Унитаз успокоился, перестал рычать, и я зашёл посмотреть, как же оно сложилось. Мышь, мокрая, помытая, жалкая, барахталась в чистой воде. Великолепный исход!! Вот спасибо!! Просто покупались. Когда ещё придётся… Мышь скользила своими перепончатыми закорючками по скользким стенкам унитаза и, ручаюсь, с надеждой и некоторым осуждением на меня смотрела. Я взял вантуз и подцепил им мышь. Она с готовностью вцепилась в что-то твёрдое и не скользкое. Вынес на улицу. Солнце, всё зелёное, красотища, великолепное утро. Махнул вантузом, мышка путешественница перелетела на заросли маракуйи и, зацепившись одной лапой, повисла вниз головой. Класс. Сохни. Поздравляю с днём рождения!
Через время решил проверить, висит ли? Висит. Причём, совершенно не поменяв положения. Висит на одной лапе, как кажется в неудобном положении. Ну, на этот счёт вообще не мне судить. Но зато дала разглядеть себя во всех ракурсах. И фотосессию мы устроили шикарную. Аж на работу опоздал, так заинтересовался.
Ещё в одном со мной доме живёт жабка Ленка. Ленкой она не сразу стала. Месяц где-то была просто жабка. Встретились мы как-то вечером, в первую неделю моего приезда. Захожу в душ, на зеркале в нижнем углу сидит. Или как правильно сказать, приклеилась? Зеркало на стене, вертикальней не придумаешь. И жабка так компактно сложившись, прилепилась и находится. Очень мне понравилась наша встреча. Жабка такая, как с канала Discovery - маленькая, пучеглазая, тёмно-жёлтая. Смешные тонкие ноги, и не прыгает, а ходит, передвигает всеми четырьмя конечностями. Загляденье. И веки прозрачные.

Задание
Ответьте по фрагменту текста на три вопроса.
1. На что перелетела мышь, когда автор махнул вантузом?
2. Что автор устроил мыши, пока она висела на одной лапе?
3. В каком месте автор впервые встретил жабку?

Извлечённые данные
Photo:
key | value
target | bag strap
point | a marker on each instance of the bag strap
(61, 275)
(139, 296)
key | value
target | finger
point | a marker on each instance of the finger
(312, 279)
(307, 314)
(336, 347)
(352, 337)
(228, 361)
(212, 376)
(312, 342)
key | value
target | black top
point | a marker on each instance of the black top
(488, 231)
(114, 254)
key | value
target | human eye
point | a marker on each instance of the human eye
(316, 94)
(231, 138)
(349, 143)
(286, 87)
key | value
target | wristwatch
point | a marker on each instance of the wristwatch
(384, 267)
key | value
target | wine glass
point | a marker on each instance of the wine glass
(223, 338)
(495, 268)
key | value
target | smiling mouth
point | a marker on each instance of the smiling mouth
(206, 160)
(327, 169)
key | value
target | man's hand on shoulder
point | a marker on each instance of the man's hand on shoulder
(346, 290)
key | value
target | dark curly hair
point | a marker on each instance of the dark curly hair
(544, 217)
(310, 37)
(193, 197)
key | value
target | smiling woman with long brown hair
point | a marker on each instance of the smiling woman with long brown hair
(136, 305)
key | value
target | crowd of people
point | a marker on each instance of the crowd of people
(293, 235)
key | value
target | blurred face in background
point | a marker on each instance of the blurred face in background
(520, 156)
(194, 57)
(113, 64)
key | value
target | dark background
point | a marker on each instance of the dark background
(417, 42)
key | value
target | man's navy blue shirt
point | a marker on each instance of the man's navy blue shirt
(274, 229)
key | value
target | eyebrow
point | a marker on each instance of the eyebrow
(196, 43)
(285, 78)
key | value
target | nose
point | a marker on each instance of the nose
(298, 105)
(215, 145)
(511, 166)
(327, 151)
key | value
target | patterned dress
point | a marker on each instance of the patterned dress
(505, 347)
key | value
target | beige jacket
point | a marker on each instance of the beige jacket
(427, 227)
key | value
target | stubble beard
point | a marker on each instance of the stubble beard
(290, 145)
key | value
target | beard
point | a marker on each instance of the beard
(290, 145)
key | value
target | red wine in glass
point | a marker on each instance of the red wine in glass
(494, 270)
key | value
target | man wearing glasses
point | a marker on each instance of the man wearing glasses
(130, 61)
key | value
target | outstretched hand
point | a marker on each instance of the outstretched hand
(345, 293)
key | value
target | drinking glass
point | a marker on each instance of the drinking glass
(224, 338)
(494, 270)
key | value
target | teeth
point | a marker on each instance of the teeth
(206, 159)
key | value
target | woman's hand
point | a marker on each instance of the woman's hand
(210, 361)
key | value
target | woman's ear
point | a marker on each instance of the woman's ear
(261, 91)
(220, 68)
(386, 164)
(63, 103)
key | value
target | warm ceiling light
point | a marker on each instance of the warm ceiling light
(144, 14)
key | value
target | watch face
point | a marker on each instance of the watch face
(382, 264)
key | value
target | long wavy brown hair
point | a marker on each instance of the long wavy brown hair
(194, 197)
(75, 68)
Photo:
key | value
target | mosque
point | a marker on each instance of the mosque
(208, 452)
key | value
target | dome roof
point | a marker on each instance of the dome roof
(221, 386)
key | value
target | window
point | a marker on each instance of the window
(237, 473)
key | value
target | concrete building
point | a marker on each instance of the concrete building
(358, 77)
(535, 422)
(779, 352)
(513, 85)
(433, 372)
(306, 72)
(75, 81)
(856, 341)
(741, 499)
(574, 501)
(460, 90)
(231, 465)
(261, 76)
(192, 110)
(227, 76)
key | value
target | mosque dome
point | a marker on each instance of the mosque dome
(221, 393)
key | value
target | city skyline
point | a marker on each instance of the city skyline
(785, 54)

Ответ
1. На заросли маракуйи.
2. Фотосессию.
3. В душе, на зеркале в нижнем углу.